### WHAT IS ASKED
[A] In the account of the drawing course, how many markers were in each set given to participants?
[B] Continue the account of the five-day drawing course from the point where it stops.

Of course, we had no certain idea of what they’d put up with to advance their skills: For five days in March, participants spent their days locked in study, demonstrations, practice and discussions about drawing and presentations. We met from 9 am until 3 pm or 4 pm each day, and the bulk of the evenings were taken up by mandatory homework assignments. (Actually, I started teaching at 9 am, but about two-thirds of the students were up, out of the hotel and into the classroom by 7 or 7:30 each morning.)

Those in attendance received professional drawing tools, including sets of more than 50 markers, lead pencils of various hardnesses, wax pencils, drawing pads and other essential art supplies, such as ellipse guides, adjustable triangles and circle templates – all carried in a hard-shell artist’s portfolio. They were given tools used in the architectural world along with everything they needed to create mats for their presentations.

The class was held in one of the university’s studios and took on the atmosphere of an upper-division college seminar. It was a huge amount of work for everyone and as it started, I wasn’t really certain how well the information and long schedule would be received.

What occurred, however, exceeded my fondest hopes for the school. Participants checked their egos and preconceptions at the door and showed up ready to work. From start to finish, questions were heaped atop other questions. As I mentioned, students arrived early to get in extra drawing time; they also worked through lunches and did their homework. And the thing that pleased me most as the instructor is that none of them was ever satisfied with his or her performance.

I started the course by evaluating work students had brought with them; by the end of the week, it was clear that improvement had come at every drawing desk.

### PROVIDED MATERIAL
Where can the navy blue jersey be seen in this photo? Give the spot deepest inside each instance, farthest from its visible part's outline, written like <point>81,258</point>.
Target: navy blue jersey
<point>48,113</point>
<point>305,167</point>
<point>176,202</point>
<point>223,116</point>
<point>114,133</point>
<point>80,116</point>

### ANSWERS TO THE EXERCISES
[A] More than 50.

[B]
The one distraction from the course of study was a brief field trip to Frank Lloyd Wright’s Taliesin West. As they stood in that amazing facility where so many legendary designers had taken their training, it was clear that every one of the students was inspired: They’d gotten a taste, an inkling of the kind of dedication it takes to get better.

Just listening to them talk, it was clear that they were looking at their surroundings through different eyes – eyes that had begun, even if tentatively, to evaluate the environment the way a real designer looks at it. And when it was all over, they understood why they hadn’t gotten diplomas or certificates at the end of the course: They knew they hadn’t finished anything; instead, they’d only opened a door to their ongoing education.

ON THE WAY

I’ve taken a roundabout way to making my point in this column: The time is coming when the watershaping world at all levels will be driven by design.

Whether it’s a manufacturer deciding how a pump relates to a filter and a heater in visual terms as well as in functional terms or a builder starting to look for new ways of assembling the components of a project or a new generation of clients who’ve grown up thinking that good design is as essential for their watershapes as it is for their automobiles or home furnishings, a time is coming when our success will be determined as much by visual acceptance as it is now by functional performance.

As we parted ways at the end of the drawing school, a couple gluttons for punishment expressed the wish that they could take another course right away to make sure that what they’d learned in the first week had really taken hold.

To be sure, these people aren’t designers yet in the academic sense of the term, but their exposure to principles of good design and their determination to improve their skills has enabled them to begin a voyage of discovery in which they’re see the world and its colors and textures and materials with different eyes. Just as important, they now have a sense of what being a designer is all about, and I’m certain some of them will be inspired to take their studies to the next level.

Learning how to take an altered perception and apply it to the work of laying out and building pools is something that will take each of them years to accomplish, but these students and others who’ve stepped up to the design-education plate have an edge that will become even more important in the years ahead, as more and more professionals who can truly claim the title of “designer” discover how much there is to be accomplished with watershapes.

From the time I was a kid, my mother and father reinforced the value and importance of giving back to the trade that provides you with your livelihood. This is the source of my passion for what I’ve done in the classroom, giving back a measure of the design education I’ve received to those willing to learn and take up their pencils and markers to do the best they can.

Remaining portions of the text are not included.